COMPLETE THE FOLLOWING:
[1] The opinion piece below on Idaho's budget says readers would rather debate certain things than numbers. List each of those things.
[2] In the opinion piece below on Idaho's budget, how many Idaho families might get money if the benefit is capped at $5,000 per family earning less than $100,000?
[3] Translate this sentence from the opinion piece below on Idaho's budget into Spanish: "Idaho has seen incredible population and thus revenue growth."

SELECTED PASSAGE:
Idaho Gov. Brad Little gives his annual State of the State address on Jan. 6, 2025, on the House floor at the Statehouse in Boise. (Pat Sutphin for the Idaho Capital Sun)
Your budget reflects your values. It’s that simple. You fix the dishwasher or you cancel your Hulu subscription.
Our Idaho Legislature is giving us, the voters who elected them, a clear picture of their values. I ask, and you should be too, does this reflect my values?
The Idaho Legislature is considering a proposal to fund tax credits for families who send their kids to private schools or do home schooling. This modest proposal will only cost us taxpayers about $50 million if our governor will stick to his guns. Of course, that’s just in the first year. Arizona saw a similar tax credit blow up to large multiples of this, but we can trust our legislators to keep a close eye on our tax dollars, can’t we? So, we won’t worry about the future right now. Though, of course, any healthy budget should.
Along these lines, our legislators have kept a close eye on the Medicaid expansion dollars. The cost to Idaho taxpayers has now come to about $100 million. Many prominent legislators think this is too much.
So now we are talking about budgets. We have to get into numbers, arithmetic. I apologize right here. I know you would rather debate principles, ideals, morals, ideology, but that’s where we are headed, if you can put up with some numbers. Stay with me.
A $50 million investment in home school and private school money for Idahoans might seem prudent to legislators right now. They have been hearing a lot from the big bucks behind this.
If the proposal caps the benefit at $5,000 per family earning less than $100,000, that means 10,000 families in Idaho might get some of your taxpayer money to support their kids in some private, maybe religious, maybe alternative school that isn’t held to public school standards.
Write those numbers down.
At the same time, our legislators have decided health insurance for the working poor is too expensive. We can’t afford to pay $100 million to get health insurance for 90,000 families in Idaho that would not be eligible for any health insurance coverage.
Write those numbers down.
Our legislators are considering cutting off health care coverage for nine times as many people as they want to support to send their kids to private schools, because it costs too much.
This is a fundamental budget and value proposition.
Don’t get me started on the Idaho tax cuts House Speaker Mike Moyle suggests. Idaho has seen incredible population and thus revenue growth. But the downturn is coming. We should plan for it. Our reserves will not suffice.

SUPPLIED DATA:
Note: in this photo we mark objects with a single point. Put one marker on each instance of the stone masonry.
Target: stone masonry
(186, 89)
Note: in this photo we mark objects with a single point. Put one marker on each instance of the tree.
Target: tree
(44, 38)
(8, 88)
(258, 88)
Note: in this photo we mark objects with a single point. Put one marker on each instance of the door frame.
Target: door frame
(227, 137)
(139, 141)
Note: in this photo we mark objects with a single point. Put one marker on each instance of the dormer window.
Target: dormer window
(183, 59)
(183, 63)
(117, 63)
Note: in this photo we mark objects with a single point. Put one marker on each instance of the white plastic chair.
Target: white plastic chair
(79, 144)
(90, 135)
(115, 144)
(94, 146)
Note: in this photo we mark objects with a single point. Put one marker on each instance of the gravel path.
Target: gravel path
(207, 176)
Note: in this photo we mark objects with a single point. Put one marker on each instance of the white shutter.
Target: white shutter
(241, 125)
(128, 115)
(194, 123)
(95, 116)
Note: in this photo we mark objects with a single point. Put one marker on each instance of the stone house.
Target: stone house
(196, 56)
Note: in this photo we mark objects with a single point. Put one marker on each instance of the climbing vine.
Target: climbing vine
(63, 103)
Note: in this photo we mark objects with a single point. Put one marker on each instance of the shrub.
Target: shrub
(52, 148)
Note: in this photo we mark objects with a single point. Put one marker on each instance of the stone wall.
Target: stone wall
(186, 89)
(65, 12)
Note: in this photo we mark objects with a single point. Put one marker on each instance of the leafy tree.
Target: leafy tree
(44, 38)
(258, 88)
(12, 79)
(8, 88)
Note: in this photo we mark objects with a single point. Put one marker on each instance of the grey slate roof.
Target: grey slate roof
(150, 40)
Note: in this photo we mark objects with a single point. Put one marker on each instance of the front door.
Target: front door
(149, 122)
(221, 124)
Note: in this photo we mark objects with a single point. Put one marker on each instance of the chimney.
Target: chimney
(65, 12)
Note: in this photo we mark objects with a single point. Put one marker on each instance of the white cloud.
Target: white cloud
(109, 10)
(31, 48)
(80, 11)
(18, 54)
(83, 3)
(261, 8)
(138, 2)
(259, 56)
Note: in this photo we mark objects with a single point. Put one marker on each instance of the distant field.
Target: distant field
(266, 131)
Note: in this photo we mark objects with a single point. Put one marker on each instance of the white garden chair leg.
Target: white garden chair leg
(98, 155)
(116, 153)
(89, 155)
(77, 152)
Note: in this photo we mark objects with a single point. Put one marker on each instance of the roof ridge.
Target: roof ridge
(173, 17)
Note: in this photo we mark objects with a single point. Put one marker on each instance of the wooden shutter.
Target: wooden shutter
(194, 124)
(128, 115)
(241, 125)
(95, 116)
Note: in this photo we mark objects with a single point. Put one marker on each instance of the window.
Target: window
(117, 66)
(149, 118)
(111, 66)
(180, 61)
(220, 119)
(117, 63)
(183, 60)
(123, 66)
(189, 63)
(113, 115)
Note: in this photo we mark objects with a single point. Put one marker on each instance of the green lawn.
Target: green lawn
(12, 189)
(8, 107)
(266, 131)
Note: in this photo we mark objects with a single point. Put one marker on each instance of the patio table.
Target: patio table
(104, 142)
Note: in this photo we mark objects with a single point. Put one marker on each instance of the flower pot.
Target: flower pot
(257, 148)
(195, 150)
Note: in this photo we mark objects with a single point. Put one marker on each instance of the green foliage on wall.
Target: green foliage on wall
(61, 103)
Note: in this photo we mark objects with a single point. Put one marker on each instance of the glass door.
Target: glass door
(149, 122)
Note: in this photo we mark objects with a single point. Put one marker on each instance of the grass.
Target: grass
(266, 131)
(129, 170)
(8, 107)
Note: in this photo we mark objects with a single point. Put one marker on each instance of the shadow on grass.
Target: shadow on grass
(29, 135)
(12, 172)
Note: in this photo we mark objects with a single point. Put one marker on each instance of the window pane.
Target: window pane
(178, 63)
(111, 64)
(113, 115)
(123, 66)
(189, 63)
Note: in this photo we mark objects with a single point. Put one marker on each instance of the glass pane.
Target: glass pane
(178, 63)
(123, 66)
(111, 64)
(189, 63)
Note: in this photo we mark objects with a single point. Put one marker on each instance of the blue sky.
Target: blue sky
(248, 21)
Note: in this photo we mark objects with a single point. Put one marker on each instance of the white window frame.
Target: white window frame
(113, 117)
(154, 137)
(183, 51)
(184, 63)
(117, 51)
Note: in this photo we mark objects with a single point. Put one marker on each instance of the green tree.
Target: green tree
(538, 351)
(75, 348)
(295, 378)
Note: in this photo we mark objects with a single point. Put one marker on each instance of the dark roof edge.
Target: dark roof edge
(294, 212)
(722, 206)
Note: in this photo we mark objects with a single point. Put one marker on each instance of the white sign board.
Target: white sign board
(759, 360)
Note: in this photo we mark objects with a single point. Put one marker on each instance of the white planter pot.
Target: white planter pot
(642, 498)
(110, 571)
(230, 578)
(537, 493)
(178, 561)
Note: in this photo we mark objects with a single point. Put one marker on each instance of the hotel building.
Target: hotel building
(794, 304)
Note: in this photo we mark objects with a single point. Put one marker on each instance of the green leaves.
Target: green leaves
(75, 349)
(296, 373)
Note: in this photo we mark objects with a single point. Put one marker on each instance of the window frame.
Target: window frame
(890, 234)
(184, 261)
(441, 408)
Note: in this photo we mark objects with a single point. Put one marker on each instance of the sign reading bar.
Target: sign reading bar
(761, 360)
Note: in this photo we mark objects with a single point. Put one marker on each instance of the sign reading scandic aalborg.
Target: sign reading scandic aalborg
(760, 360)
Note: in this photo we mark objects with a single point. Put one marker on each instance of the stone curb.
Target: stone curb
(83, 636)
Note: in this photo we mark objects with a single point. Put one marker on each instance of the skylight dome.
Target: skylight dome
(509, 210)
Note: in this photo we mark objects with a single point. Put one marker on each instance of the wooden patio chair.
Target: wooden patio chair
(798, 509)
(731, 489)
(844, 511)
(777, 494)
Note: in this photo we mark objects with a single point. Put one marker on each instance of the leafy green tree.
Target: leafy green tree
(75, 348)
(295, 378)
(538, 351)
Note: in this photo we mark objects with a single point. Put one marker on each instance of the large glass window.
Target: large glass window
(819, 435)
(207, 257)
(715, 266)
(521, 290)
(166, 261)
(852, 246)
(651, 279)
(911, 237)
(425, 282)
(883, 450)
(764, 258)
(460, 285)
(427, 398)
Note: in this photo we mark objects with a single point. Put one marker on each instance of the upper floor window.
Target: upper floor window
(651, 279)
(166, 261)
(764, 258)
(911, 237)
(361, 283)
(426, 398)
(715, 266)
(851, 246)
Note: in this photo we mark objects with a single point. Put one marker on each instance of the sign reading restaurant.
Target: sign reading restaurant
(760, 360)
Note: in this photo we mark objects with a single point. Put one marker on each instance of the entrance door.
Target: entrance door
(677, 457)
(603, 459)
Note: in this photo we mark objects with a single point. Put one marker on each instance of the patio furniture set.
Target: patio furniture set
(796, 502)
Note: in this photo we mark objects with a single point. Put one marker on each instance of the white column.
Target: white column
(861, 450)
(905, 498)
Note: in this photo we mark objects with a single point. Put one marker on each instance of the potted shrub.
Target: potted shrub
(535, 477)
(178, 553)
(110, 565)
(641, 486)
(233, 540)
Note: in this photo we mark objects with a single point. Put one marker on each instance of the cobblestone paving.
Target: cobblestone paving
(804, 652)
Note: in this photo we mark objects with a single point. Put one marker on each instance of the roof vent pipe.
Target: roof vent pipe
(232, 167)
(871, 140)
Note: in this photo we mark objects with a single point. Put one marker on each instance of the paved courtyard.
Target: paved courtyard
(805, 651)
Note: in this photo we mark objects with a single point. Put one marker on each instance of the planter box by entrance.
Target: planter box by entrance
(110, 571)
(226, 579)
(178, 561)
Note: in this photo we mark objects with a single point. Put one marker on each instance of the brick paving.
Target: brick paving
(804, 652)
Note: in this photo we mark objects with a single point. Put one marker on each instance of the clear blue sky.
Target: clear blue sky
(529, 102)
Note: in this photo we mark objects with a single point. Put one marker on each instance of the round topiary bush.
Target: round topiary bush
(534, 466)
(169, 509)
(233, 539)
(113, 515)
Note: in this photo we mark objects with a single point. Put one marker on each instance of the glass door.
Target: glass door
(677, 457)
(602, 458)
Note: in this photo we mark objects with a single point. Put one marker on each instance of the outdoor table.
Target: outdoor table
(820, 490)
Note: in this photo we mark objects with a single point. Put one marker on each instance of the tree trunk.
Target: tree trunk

COMPLETED EXERCISE:
[1] principles, ideals, morals, ideology

[2] 10,000 families.

[3] Idaho ha experimentado un crecimiento increíble de la población y, por lo tanto, de los ingresos.